To do: What lines in the records below include the word "blouse"? Return each one.

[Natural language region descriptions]
-=-=-

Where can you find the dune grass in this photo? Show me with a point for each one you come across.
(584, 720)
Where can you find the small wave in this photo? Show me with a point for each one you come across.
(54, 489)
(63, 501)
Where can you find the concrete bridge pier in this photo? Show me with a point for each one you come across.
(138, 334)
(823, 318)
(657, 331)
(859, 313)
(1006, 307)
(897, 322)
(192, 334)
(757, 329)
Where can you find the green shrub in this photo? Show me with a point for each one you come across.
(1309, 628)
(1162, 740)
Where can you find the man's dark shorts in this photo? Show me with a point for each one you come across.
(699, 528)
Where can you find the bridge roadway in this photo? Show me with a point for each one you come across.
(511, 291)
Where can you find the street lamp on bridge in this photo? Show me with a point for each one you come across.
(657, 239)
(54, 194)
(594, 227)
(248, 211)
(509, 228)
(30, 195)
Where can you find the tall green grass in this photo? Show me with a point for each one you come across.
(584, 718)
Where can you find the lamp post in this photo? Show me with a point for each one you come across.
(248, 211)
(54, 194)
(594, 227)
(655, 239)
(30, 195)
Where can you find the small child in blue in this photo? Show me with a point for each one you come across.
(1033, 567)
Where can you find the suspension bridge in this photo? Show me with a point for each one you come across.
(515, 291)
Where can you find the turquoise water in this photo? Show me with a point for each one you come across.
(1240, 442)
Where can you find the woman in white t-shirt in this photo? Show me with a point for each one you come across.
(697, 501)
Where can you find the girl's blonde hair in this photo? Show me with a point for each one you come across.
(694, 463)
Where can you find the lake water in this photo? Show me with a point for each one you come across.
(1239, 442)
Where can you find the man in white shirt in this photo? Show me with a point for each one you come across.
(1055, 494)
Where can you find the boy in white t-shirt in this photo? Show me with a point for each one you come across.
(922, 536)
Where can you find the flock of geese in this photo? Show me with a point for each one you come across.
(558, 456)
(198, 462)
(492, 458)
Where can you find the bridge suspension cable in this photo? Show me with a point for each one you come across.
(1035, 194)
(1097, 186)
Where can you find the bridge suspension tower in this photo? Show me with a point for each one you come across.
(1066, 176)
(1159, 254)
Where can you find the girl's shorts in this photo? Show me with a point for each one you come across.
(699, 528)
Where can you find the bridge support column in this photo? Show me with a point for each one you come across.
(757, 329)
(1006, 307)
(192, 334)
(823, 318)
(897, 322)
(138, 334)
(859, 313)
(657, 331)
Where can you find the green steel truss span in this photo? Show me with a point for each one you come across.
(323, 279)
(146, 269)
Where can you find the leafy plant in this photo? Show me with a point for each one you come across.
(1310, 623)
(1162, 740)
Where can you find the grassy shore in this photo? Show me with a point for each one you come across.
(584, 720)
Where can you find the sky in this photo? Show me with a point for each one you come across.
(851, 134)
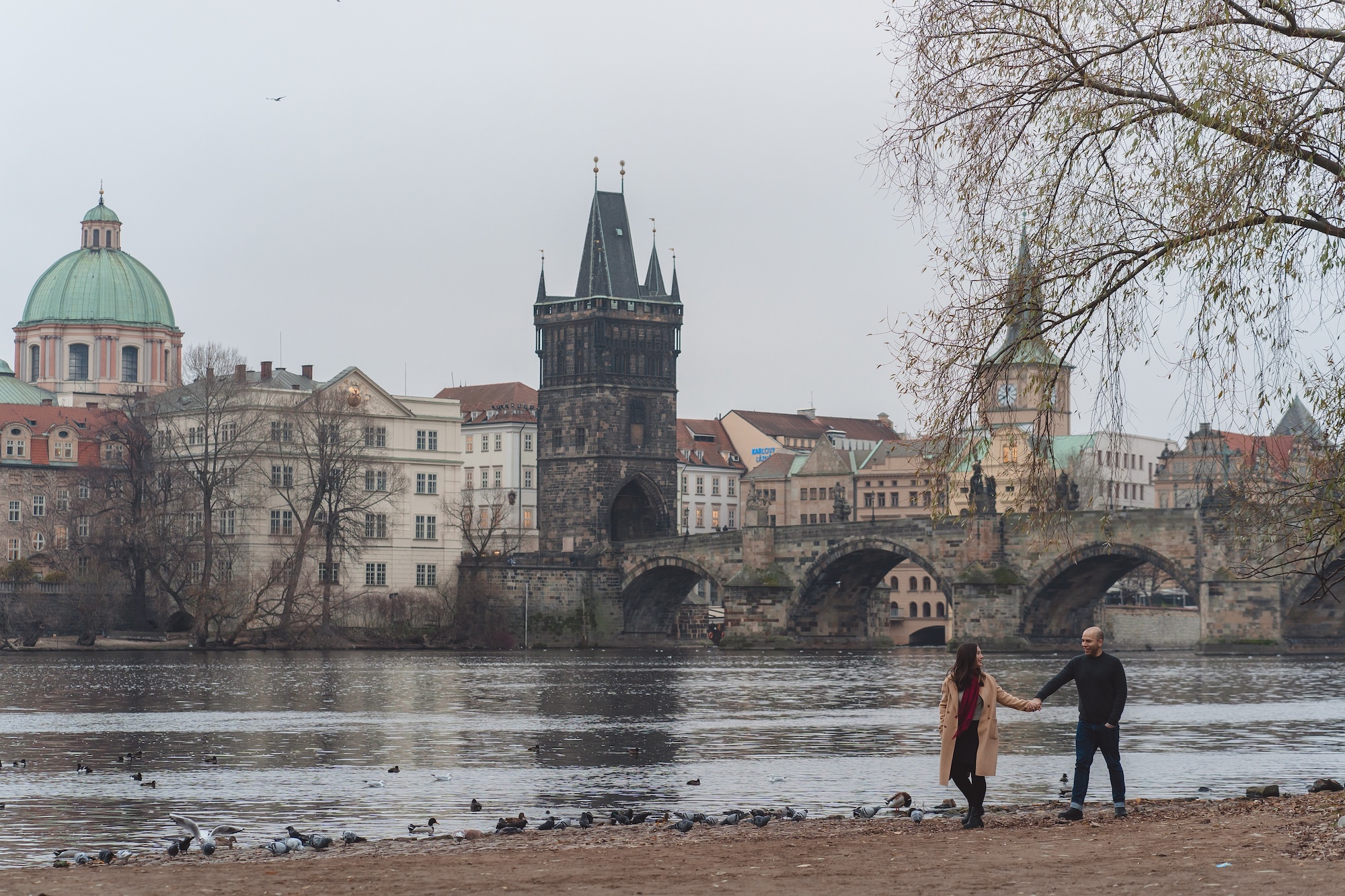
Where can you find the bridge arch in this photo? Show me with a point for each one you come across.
(653, 591)
(833, 598)
(1063, 599)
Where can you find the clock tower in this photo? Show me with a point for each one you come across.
(1027, 378)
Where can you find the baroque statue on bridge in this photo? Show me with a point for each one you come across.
(841, 507)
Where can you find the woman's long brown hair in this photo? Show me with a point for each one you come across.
(965, 666)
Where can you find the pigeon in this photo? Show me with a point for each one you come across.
(423, 829)
(208, 838)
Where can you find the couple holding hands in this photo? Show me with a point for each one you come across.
(970, 736)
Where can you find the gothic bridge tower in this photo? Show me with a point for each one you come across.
(607, 405)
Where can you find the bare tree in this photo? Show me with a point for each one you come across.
(486, 518)
(1155, 161)
(337, 485)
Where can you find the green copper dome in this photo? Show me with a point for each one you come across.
(99, 286)
(102, 213)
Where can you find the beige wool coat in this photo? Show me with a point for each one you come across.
(988, 728)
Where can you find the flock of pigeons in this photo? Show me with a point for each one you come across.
(210, 838)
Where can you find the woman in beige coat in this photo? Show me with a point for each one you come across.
(969, 735)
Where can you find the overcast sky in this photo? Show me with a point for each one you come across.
(388, 213)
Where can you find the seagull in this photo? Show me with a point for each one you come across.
(208, 840)
(423, 829)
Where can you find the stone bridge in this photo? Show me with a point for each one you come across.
(1008, 585)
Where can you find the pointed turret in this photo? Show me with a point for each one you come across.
(654, 276)
(609, 267)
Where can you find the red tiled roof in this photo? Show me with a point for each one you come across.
(714, 444)
(510, 400)
(87, 423)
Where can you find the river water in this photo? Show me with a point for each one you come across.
(299, 733)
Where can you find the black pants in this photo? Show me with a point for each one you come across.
(972, 784)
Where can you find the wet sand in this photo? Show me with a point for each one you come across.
(1280, 845)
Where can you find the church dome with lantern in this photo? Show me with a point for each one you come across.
(99, 321)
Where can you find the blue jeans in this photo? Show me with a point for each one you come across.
(1089, 740)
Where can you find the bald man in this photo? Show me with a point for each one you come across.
(1101, 680)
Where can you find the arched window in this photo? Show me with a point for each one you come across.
(131, 364)
(79, 368)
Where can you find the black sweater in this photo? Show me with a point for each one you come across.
(1102, 688)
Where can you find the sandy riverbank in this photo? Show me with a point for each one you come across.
(1281, 845)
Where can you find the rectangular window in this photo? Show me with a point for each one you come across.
(427, 528)
(376, 573)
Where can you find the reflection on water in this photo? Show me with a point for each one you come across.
(299, 733)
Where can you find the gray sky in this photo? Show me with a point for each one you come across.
(389, 210)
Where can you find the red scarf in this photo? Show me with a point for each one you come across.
(968, 706)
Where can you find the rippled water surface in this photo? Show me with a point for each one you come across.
(298, 735)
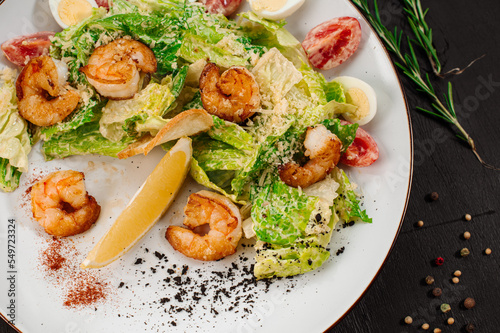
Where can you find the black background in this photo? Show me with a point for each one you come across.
(463, 31)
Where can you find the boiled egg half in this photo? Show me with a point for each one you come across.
(275, 9)
(71, 12)
(360, 94)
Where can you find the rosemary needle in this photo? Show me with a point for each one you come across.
(409, 65)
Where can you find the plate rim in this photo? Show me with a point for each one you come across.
(410, 178)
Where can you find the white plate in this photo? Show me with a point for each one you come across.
(309, 303)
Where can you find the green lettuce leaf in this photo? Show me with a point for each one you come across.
(277, 261)
(195, 48)
(144, 112)
(15, 141)
(348, 204)
(79, 117)
(201, 177)
(281, 213)
(84, 140)
(232, 134)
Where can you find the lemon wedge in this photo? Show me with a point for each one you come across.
(146, 207)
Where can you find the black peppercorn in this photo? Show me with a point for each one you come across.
(469, 303)
(469, 328)
(436, 292)
(429, 279)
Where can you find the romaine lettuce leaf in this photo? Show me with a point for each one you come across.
(288, 261)
(201, 177)
(84, 140)
(83, 115)
(146, 108)
(232, 134)
(304, 255)
(195, 48)
(275, 75)
(347, 204)
(15, 141)
(281, 213)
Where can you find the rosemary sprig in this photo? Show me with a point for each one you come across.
(409, 65)
(416, 18)
(423, 34)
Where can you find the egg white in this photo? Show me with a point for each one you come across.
(288, 9)
(54, 4)
(349, 82)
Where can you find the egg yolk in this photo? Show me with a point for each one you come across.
(358, 98)
(73, 12)
(269, 5)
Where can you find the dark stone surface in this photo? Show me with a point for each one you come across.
(463, 31)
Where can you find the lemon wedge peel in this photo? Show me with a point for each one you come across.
(147, 206)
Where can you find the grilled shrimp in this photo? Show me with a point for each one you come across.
(233, 96)
(61, 204)
(44, 96)
(323, 149)
(113, 69)
(224, 220)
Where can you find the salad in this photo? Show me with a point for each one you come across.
(242, 160)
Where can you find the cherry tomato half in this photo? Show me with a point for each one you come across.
(332, 42)
(21, 50)
(362, 152)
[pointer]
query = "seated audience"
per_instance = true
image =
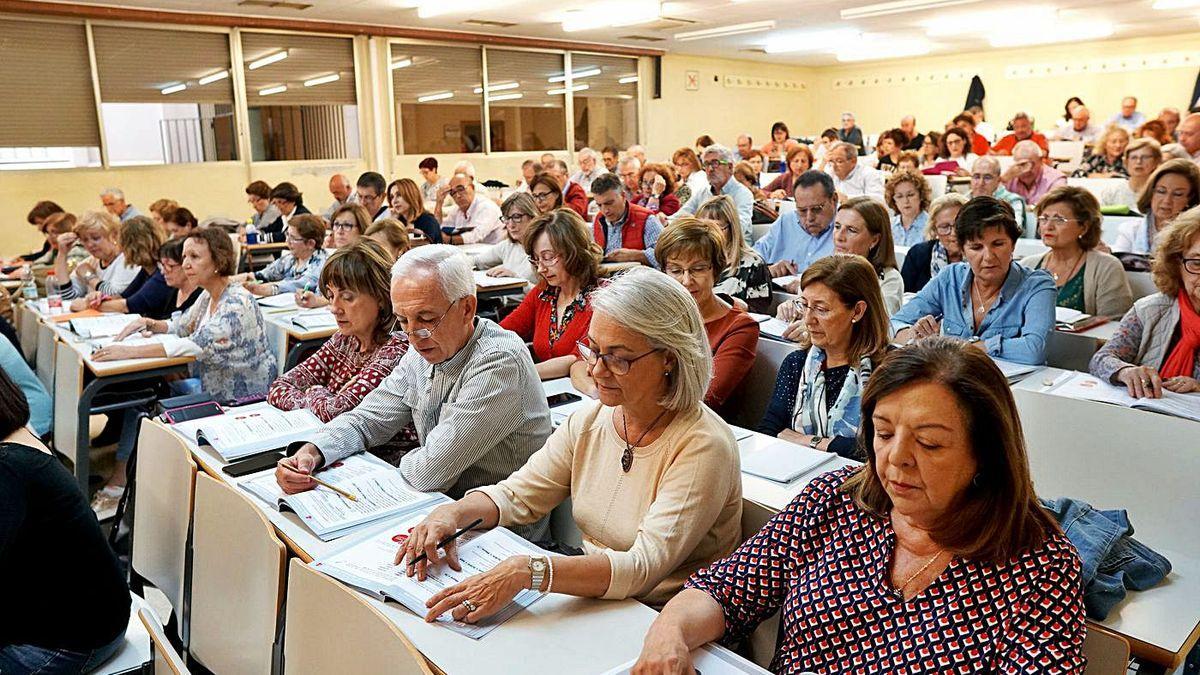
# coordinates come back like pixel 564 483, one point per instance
pixel 1029 177
pixel 693 252
pixel 508 257
pixel 1105 157
pixel 555 315
pixel 850 178
pixel 657 190
pixel 299 268
pixel 106 270
pixel 477 422
pixel 364 350
pixel 804 234
pixel 907 195
pixel 1000 306
pixel 1089 280
pixel 477 219
pixel 927 260
pixel 1171 190
pixel 1157 346
pixel 817 390
pixel 799 160
pixel 940 536
pixel 407 205
pixel 55 556
pixel 625 232
pixel 651 471
pixel 745 276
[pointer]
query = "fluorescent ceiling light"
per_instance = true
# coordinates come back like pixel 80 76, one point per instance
pixel 561 91
pixel 268 60
pixel 1048 33
pixel 899 7
pixel 813 41
pixel 493 87
pixel 322 79
pixel 877 48
pixel 214 77
pixel 576 75
pixel 736 29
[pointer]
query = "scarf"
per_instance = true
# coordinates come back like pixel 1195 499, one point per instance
pixel 809 412
pixel 1181 362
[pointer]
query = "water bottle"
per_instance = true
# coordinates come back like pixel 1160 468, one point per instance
pixel 53 294
pixel 28 286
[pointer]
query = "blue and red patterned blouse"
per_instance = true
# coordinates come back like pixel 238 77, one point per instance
pixel 826 562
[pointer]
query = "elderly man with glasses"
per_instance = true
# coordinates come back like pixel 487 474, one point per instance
pixel 475 221
pixel 801 237
pixel 465 383
pixel 718 163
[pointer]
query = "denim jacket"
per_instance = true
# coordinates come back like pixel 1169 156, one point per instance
pixel 1015 328
pixel 1111 559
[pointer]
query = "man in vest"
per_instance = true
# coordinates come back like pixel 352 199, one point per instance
pixel 625 231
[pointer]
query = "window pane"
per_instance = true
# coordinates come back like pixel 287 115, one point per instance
pixel 438 99
pixel 605 107
pixel 523 114
pixel 167 95
pixel 300 96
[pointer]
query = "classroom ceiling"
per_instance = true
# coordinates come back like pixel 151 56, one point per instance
pixel 936 27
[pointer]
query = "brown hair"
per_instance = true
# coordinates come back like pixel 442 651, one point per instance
pixel 141 239
pixel 1085 208
pixel 883 255
pixel 693 237
pixel 999 515
pixel 310 227
pixel 225 258
pixel 1186 168
pixel 1167 267
pixel 571 239
pixel 855 280
pixel 907 175
pixel 363 267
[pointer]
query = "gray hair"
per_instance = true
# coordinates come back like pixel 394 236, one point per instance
pixel 723 153
pixel 660 309
pixel 447 263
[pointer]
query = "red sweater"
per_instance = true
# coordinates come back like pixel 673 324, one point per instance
pixel 533 316
pixel 735 340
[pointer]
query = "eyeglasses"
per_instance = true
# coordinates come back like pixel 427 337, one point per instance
pixel 616 364
pixel 424 333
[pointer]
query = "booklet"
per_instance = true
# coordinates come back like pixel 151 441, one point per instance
pixel 779 460
pixel 1090 388
pixel 378 489
pixel 367 563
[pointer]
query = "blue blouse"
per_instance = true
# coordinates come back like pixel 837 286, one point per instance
pixel 1015 328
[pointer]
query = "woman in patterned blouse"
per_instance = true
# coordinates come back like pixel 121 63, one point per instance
pixel 557 312
pixel 933 557
pixel 364 351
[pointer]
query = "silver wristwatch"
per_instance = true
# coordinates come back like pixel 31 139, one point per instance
pixel 538 567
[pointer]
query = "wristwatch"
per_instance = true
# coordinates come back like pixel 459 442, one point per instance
pixel 538 566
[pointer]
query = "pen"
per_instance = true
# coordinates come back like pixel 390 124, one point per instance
pixel 448 539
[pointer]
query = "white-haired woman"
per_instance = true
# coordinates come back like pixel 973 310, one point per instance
pixel 653 475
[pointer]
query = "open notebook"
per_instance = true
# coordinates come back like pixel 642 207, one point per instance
pixel 367 563
pixel 378 489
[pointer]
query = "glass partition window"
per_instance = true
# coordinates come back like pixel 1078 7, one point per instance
pixel 300 96
pixel 438 96
pixel 605 90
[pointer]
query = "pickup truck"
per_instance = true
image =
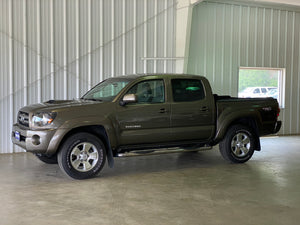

-=-=-

Answer to this task:
query = "blue and red patterned blouse"
query = "blue blouse"
query = "woman in patterned blouse"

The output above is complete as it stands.